Only the lines from the one that contains "Note to the class: mark the residential" through the last line of the data below should be duplicated, exactly and without pictures.

=====

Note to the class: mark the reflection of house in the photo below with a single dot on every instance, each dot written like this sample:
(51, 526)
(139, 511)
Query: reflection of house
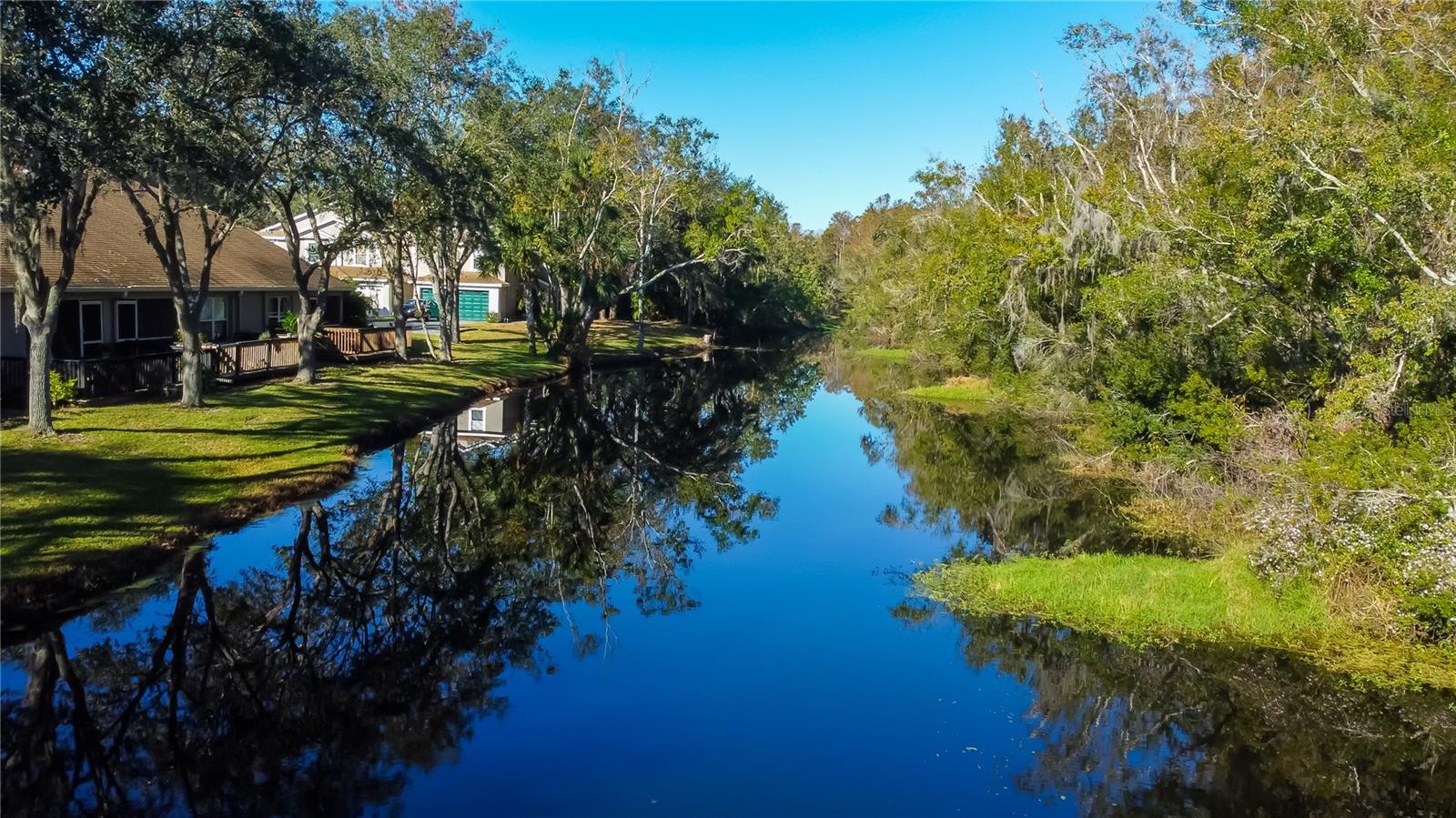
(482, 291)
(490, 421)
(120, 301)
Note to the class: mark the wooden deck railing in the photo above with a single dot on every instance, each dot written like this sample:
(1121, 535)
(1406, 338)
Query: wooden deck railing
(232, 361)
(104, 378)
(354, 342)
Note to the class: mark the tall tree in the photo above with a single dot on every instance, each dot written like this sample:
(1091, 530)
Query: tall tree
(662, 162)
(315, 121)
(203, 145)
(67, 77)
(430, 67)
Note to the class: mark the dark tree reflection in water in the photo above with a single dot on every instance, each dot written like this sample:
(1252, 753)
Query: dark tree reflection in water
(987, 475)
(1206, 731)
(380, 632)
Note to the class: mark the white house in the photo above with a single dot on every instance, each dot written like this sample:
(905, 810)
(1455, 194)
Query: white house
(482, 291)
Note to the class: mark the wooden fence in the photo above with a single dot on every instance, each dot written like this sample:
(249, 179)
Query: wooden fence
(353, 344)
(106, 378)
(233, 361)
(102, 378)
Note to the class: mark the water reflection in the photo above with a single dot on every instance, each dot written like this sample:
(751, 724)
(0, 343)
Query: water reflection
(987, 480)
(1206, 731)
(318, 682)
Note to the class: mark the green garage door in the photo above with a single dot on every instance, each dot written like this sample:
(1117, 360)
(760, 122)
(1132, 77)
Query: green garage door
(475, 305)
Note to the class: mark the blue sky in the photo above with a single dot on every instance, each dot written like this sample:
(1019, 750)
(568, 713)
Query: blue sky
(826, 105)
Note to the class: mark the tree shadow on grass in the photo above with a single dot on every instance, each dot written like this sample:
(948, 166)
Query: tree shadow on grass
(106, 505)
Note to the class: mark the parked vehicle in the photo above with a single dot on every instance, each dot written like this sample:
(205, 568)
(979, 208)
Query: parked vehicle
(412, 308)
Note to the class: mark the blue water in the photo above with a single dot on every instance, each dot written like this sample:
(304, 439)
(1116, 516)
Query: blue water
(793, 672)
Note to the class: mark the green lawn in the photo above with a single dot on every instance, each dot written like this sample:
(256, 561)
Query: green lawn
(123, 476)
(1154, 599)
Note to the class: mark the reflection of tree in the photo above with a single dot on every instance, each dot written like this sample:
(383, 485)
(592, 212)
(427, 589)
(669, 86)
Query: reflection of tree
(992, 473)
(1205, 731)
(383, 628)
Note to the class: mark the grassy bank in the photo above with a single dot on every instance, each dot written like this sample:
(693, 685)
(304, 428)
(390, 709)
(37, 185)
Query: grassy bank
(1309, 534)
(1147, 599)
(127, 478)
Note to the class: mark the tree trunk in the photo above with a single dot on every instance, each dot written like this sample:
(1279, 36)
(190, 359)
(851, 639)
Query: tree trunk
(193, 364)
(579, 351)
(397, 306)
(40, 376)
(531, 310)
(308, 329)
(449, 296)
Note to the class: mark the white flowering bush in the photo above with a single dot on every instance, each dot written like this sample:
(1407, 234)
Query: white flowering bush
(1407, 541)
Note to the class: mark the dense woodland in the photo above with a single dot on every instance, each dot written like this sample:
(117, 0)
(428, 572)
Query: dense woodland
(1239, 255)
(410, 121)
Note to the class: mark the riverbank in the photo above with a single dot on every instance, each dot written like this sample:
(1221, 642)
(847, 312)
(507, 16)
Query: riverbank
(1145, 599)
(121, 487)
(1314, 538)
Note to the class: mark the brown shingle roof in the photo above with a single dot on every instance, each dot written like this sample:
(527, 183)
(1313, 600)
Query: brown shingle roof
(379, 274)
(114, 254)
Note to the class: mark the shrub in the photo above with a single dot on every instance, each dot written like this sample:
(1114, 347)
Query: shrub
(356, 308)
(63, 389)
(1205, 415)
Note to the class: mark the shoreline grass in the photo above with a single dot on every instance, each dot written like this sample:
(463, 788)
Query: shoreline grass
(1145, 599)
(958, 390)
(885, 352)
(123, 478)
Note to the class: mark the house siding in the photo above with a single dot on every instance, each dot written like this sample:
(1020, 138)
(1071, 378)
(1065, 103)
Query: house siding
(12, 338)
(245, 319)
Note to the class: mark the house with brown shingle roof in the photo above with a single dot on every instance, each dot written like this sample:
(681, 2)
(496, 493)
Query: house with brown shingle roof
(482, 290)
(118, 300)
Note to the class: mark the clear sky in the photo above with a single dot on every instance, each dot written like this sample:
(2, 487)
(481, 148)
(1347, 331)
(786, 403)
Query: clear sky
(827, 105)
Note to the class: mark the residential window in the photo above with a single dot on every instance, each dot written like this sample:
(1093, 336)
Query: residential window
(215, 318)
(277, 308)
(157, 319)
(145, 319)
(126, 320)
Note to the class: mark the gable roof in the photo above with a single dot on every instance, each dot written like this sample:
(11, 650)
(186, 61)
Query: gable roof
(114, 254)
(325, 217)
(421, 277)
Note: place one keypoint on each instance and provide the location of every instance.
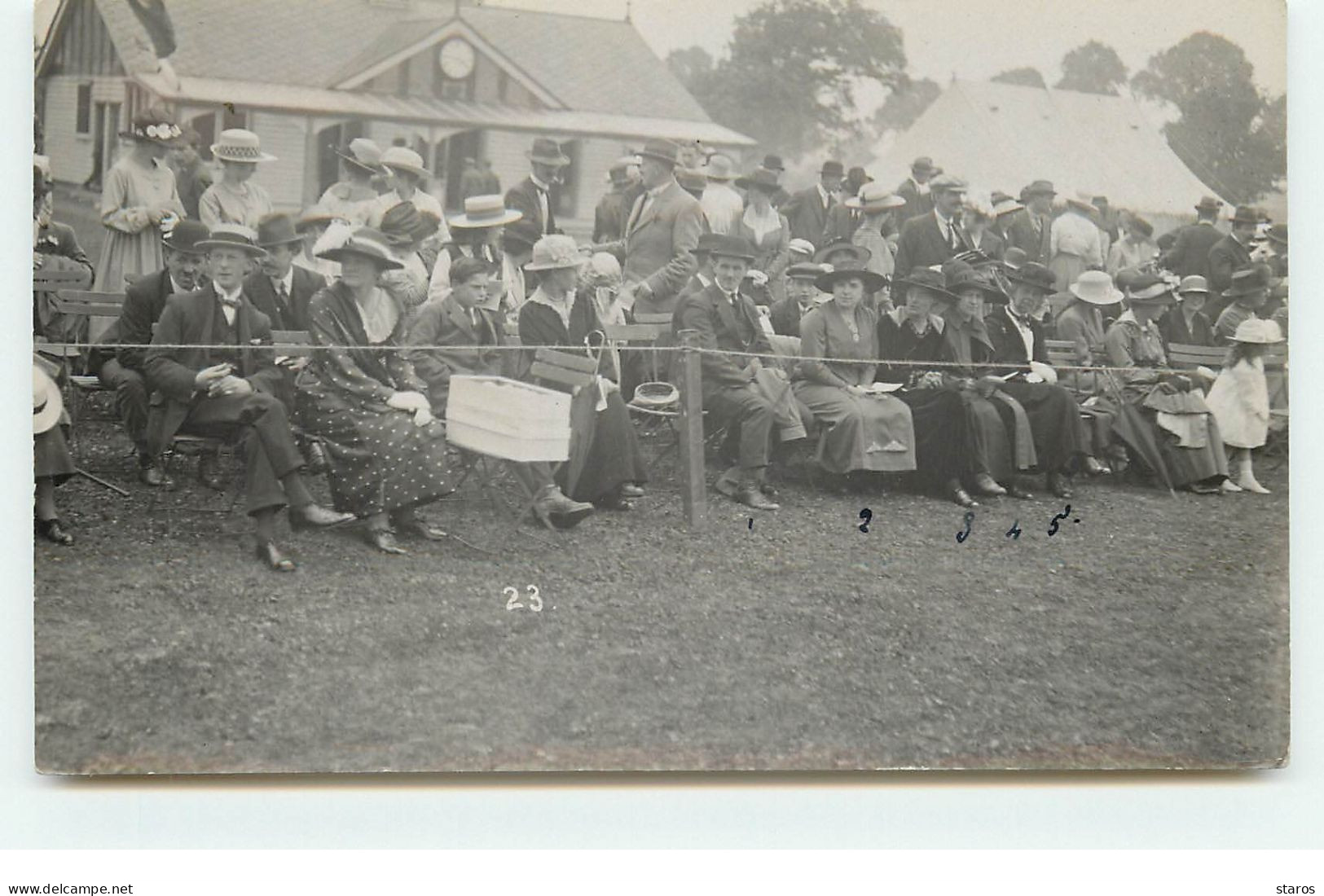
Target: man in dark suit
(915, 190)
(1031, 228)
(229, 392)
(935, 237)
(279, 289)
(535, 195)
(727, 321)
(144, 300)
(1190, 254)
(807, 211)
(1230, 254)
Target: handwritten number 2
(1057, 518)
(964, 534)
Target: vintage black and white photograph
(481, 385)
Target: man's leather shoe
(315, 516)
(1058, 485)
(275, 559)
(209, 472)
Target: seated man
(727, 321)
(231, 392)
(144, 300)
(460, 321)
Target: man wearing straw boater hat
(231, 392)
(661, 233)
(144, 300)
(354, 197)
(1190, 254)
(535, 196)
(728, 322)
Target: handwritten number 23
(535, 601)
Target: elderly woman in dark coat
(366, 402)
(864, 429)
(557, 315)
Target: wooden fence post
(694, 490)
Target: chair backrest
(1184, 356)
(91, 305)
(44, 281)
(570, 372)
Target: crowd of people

=====

• Exercise solution:
Note to the class: mark the residential window in the photo above with a single dot on every instance, each dot written like this sample:
(1093, 336)
Query: residential window
(215, 318)
(277, 308)
(157, 319)
(145, 319)
(126, 320)
Note to the class: mark the gable roof in the photo above with a single dot on every instance, each dot written like this sample:
(11, 650)
(186, 61)
Query: gable roof
(114, 254)
(325, 217)
(421, 277)
Note: place one keypoint on each instance and provide the location of every instance.
Target: man in dark suit
(915, 190)
(1031, 228)
(229, 392)
(935, 237)
(279, 289)
(535, 195)
(727, 321)
(144, 300)
(1190, 254)
(807, 211)
(1230, 254)
Target: handwritten number 2
(1057, 518)
(964, 534)
Target: vintage black and white photograph
(481, 385)
Target: man's leather shoe
(315, 516)
(1058, 485)
(275, 559)
(209, 472)
Target: seated man
(727, 321)
(231, 392)
(144, 300)
(460, 321)
Target: man wearing straw boater hat
(231, 392)
(661, 233)
(144, 300)
(354, 197)
(1190, 254)
(535, 196)
(728, 322)
Target: handwritten number 23
(535, 601)
Target: elderly woman in dark coat
(366, 402)
(864, 429)
(557, 315)
Target: wooden fence post
(694, 490)
Target: chair backrest
(1184, 356)
(91, 305)
(44, 281)
(570, 372)
Target: crowd of people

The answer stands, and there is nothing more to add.